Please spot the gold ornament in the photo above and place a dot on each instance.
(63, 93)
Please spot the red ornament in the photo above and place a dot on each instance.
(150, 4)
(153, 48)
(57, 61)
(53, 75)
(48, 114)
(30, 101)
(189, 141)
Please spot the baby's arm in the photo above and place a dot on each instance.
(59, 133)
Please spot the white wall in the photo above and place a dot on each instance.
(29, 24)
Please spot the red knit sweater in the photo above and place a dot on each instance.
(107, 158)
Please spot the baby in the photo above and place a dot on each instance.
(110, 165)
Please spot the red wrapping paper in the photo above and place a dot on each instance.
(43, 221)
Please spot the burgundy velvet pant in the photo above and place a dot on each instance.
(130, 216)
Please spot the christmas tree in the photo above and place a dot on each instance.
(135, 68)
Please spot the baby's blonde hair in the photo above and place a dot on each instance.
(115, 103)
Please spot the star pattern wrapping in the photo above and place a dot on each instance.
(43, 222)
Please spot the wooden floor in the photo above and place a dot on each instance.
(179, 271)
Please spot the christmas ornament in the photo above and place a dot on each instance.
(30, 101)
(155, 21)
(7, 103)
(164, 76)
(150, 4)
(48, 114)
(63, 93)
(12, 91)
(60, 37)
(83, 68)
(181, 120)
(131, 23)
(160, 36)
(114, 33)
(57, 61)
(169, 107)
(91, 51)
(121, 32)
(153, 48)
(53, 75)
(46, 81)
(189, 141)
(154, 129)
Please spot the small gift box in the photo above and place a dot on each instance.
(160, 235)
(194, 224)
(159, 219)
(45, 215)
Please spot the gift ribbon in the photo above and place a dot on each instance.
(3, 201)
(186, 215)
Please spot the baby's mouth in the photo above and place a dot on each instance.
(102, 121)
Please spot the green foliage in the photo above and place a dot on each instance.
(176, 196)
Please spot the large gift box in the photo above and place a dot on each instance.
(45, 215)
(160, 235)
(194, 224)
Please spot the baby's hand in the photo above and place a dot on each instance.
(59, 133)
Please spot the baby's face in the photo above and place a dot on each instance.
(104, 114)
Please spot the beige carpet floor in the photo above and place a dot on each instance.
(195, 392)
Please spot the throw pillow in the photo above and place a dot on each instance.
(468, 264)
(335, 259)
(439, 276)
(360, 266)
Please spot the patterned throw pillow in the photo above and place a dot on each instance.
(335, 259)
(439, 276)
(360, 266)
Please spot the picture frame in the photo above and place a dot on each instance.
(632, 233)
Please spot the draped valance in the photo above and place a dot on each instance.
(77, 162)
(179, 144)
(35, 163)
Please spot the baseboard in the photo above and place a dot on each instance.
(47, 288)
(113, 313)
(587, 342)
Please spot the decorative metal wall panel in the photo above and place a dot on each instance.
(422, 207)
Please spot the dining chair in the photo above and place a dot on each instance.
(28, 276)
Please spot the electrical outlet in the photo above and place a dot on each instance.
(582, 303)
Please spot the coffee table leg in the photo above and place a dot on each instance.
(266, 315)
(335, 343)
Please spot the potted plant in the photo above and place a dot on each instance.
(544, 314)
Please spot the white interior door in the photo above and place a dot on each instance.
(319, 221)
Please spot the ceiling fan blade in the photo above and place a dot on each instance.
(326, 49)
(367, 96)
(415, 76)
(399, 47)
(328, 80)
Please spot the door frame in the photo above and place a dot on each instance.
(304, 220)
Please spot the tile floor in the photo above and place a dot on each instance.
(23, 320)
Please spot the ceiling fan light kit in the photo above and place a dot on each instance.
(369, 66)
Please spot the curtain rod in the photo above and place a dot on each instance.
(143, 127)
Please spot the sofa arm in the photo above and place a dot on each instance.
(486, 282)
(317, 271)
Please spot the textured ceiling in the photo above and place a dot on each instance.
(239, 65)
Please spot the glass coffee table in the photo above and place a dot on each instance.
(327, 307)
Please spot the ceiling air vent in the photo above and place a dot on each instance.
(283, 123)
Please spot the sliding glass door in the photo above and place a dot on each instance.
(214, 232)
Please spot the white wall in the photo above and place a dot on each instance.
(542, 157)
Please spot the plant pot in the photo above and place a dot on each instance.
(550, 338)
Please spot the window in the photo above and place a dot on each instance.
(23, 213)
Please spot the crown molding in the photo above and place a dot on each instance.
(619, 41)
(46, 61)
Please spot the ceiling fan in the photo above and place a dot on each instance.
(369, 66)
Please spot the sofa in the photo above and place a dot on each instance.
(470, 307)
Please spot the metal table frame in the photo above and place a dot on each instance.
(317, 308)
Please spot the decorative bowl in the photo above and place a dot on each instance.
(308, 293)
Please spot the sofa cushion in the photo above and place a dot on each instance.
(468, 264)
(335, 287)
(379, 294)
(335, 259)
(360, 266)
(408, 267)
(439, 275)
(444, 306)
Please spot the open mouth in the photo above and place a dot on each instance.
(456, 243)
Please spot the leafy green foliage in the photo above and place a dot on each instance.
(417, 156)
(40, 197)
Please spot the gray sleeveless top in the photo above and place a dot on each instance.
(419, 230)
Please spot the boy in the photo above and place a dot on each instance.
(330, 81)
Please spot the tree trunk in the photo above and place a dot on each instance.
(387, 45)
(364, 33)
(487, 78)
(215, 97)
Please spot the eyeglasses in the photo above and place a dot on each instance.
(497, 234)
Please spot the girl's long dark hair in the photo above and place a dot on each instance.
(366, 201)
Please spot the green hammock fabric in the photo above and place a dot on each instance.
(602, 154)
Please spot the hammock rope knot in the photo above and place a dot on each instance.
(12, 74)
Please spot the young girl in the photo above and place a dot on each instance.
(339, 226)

————————

-- Instruction --
Output exactly the lines between the one containing "Please spot the textured" and the final line above, both inclusive.

-- Correct output --
Please spot the textured ceiling in the photo above and place a dot on each instance.
(239, 65)
Please spot the glass coffee table in the photo above and place a dot on each instance.
(327, 307)
Please spot the ceiling air vent in the photo above and place a dot on each instance.
(283, 123)
Please spot the sliding glass door in the photo above and place a dot on each instance.
(214, 232)
Please spot the white wall in the photo above and place a dot on each instance.
(542, 157)
Please spot the plant pot in the photo above and place a dot on each instance.
(550, 338)
Please spot the window in the photo above and place a dot on each instance.
(23, 213)
Please spot the crown molding in the photo above and place a dot on each instance.
(619, 41)
(46, 61)
Please spot the ceiling fan in the photo above and place a dot on each instance.
(369, 66)
Please spot the sofa in the photo above and place a dot on each instance.
(470, 307)
Please spot the metal table frame in the photo above and place a dot on each instance.
(317, 308)
Please spot the decorative bowl in the photo above and place a dot on each instance.
(308, 293)
Please spot the sofa cushion in the photo above and place a dot on each instance.
(468, 264)
(335, 287)
(379, 294)
(335, 259)
(360, 266)
(408, 267)
(439, 275)
(444, 306)
Please spot the open mouth in the photo above and place a dot on each instance.
(456, 243)
Please spot the leafy green foliage in the photo above and place a dot on each instance.
(417, 156)
(40, 197)
Please spot the gray sleeveless top in the photo above and place a dot on each instance.
(419, 230)
Please spot the boy in the photo above and place a dot on each instance.
(330, 81)
Please spot the tree trunk in the photo above and place a dot on each instance.
(387, 45)
(364, 33)
(487, 78)
(215, 97)
Please spot the eyeglasses in the photo above and place a dot on each instance.
(497, 234)
Please spot the girl's long dark hair in the photo above and place a dot on each instance.
(366, 201)
Please spot the green hammock fabric in the photo above and place a dot on each instance.
(602, 154)
Please spot the hammock rope knot in the photo above and place a dot on each instance.
(12, 74)
Please spot the young girl in the photo above and place a dot on each instance.
(339, 226)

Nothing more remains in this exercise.